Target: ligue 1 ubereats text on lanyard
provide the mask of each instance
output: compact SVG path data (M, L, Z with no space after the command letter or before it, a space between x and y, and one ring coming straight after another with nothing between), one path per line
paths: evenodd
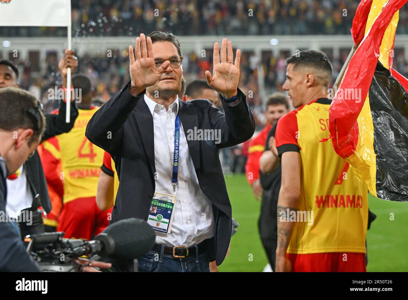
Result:
M173 155L173 172L171 178L173 192L169 189L156 186L150 204L147 223L155 230L165 233L170 233L173 212L175 205L176 186L178 183L179 148L180 145L180 116L177 113L174 123L174 154Z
-- -- --
Your task » Pull out every line in the rows that contains the word "nothing".

Response for this exercise »
output: compact SVG path data (M, L, Z with no space after the command letter or before it, a space between x and y, and one ring coming straight after another with nothing between), one path per line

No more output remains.